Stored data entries
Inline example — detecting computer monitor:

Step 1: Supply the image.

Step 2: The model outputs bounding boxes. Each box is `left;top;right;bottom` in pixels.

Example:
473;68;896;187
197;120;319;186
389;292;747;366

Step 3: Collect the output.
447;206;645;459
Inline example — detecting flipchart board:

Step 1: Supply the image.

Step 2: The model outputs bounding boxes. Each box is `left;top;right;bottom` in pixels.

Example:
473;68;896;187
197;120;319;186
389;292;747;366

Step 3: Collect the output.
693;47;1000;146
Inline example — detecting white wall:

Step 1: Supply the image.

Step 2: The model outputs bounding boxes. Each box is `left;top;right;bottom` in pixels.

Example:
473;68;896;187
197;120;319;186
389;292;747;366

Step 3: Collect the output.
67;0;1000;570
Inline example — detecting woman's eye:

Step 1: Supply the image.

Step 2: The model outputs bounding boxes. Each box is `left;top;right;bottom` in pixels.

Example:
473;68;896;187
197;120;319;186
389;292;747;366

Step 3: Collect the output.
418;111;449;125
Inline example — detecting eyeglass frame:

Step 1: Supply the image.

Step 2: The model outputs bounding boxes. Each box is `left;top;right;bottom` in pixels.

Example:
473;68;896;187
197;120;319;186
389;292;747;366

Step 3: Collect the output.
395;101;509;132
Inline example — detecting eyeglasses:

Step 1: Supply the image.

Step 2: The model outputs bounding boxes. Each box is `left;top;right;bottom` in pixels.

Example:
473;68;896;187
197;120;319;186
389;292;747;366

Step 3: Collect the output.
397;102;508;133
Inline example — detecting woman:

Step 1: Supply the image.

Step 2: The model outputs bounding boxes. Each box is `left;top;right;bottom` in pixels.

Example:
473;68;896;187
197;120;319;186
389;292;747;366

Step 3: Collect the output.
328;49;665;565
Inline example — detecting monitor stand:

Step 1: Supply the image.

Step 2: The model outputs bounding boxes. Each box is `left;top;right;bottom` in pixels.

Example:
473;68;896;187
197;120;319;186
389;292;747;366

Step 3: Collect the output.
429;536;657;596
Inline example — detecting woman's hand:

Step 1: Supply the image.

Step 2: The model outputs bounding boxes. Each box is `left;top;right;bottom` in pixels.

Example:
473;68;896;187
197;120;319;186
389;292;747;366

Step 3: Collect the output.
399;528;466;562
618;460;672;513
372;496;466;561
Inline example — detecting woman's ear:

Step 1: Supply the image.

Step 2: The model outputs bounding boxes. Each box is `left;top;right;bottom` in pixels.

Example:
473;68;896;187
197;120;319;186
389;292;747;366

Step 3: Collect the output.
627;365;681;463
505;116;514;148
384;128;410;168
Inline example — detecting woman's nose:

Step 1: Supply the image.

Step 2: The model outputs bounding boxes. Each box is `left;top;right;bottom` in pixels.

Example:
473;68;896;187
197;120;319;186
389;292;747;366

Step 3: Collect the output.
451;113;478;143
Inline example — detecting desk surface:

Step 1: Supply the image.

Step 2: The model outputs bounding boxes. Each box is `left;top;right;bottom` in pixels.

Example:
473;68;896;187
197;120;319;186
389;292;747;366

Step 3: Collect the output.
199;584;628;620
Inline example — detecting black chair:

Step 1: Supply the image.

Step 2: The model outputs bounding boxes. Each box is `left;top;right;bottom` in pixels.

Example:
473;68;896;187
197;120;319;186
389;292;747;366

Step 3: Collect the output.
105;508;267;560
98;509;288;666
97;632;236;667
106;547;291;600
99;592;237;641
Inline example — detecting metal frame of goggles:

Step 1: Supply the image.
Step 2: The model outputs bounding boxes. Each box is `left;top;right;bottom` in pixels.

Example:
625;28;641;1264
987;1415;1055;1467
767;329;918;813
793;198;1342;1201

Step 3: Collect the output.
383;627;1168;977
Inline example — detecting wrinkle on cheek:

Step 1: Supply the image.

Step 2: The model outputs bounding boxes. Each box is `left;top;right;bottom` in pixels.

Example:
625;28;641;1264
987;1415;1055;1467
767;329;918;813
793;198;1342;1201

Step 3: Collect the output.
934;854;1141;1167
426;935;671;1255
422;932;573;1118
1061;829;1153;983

[What you are asked to do]: Would you transcribe every entry exactly?

[Your response]:
Inline example — detecting computer monitor:

Step 1: Supply the image.

Step 2: The model outputs bounding boxes. Each box is `left;top;right;bottom` in pixels.

Example:
473;68;896;187
197;120;319;186
389;292;747;366

Step 3: Collect the output.
447;206;645;459
Inline example — detecting flipchart board:

Step 1: Supply the image.

Step 2: The model outputs bounding boxes. Each box is `left;top;right;bottom` in pixels.

Example:
473;68;896;187
197;120;319;186
389;292;747;366

Step 3: Collect the output.
693;47;1000;146
Inline example — detecting white wall:

Step 1: Supply the image.

Step 2: The model outputs bounding boxes. Each box is `left;top;right;bottom` in pixels.

Example:
473;68;896;187
197;120;319;186
389;292;747;366

Step 3: Collect the output.
67;0;1000;570
Inline example — detecting woman's eye:

Step 1: Supply the image.

Step 2: The model outputs bounding boxes. Each box is `left;top;right;bottom` in pixels.

Example:
473;68;896;187
197;120;319;186
389;292;747;366

Step 3: Collect the output.
418;111;449;125
Inline example — detecting eyeglass frame:

Step 1: Supply the image.

Step 2: The model outputs bounding boxes. Each box is `left;top;right;bottom` in pixels.

Example:
473;68;896;187
197;120;319;186
389;292;747;366

Step 3: Collect the output.
395;101;509;132
Inline example — detecting eyeglasses:

Step 1: Supply the image.

Step 2: The model outputs bounding boxes. Each box is `left;top;right;bottom` in pixels.

Example:
473;68;896;187
197;120;319;186
389;292;747;366

Step 3: Collect the output.
397;102;508;133
Inline example — detecting woman:

Step 1: Supply the image.

Step 2: The model outputs bounding boxes. Each box is `left;top;right;bottom` in pixels.

Example:
473;68;896;187
197;120;319;186
389;292;747;366

Step 3: Collect the output.
328;49;665;565
Inline example — detecting monitor stand:

Step 1: Supply the image.

Step 2: The model outputs bounding boxes. Each box is `left;top;right;bottom` in pixels.

Example:
473;68;896;187
197;120;319;186
389;292;747;366

Step 3: Collect the output.
429;536;657;596
Inline example — detecting woman's hand:

Step 1: Supply the image.

Step 2: The model outputs bounding boxes. Each box is `left;top;right;bottom` in pixels.

Example:
473;68;896;187
197;120;319;186
389;292;747;366

Step 3: Collect the output.
399;528;466;562
618;460;672;513
372;496;466;561
Inline example — detecting woman's ear:

Step 1: Supply the image.

Step 2: The model outputs bounding boxes. Each box is `left;top;right;bottom` in pixels.

Example:
473;68;896;187
197;120;319;186
389;292;747;366

Step 3: Collect the output.
627;365;681;463
505;116;514;148
384;128;410;168
Inline example — detecting woman's nose:

Step 1: Supply the image.

Step 2: The model outputs bounding boxes. Each box is `left;top;right;bottom` in pixels.

Example:
473;68;896;187
197;120;319;186
389;292;747;366

Step 3: Collect the output.
451;113;478;143
Inline example — detecting desk surface:

Step 1: Supply the image.

Step 2: The model outputs bounding boxes. Each box is `left;top;right;bottom` in pixels.

Example:
473;68;896;187
197;120;319;186
389;292;747;366

Step 3: Collect the output.
199;584;628;620
Inline example — detecting black chair:

Step 1: Supply the image.

Step 2: The model outputs bounding boxes. Each box is `left;top;right;bottom` in pixels.

Example:
473;68;896;187
197;120;319;186
389;292;747;366

Step 3: Collect the output.
105;508;267;560
98;509;288;666
97;632;236;667
106;547;291;600
99;592;237;641
Inline example — detecting metal frame of goggles:

Step 1: Supply the image.
Step 2: The model outputs bounding boxes. Each box is `left;top;right;bottom` in pixels.

Example:
625;28;641;1264
987;1415;1055;1467
767;329;918;813
793;198;1342;1201

Step 3: Collect the output.
383;627;1168;977
Inline example — detecting wrinkle on cheek:

Step 1: Supply the image.

Step 2: The model outputs bounding boxes. Each box is `left;top;right;bottom` in pixels.

Example:
625;28;641;1264
987;1415;1055;1467
767;329;918;813
793;198;1342;1201

Step 3: Collect the output.
934;854;1141;1167
426;935;671;1255
422;932;573;1118
1061;829;1153;983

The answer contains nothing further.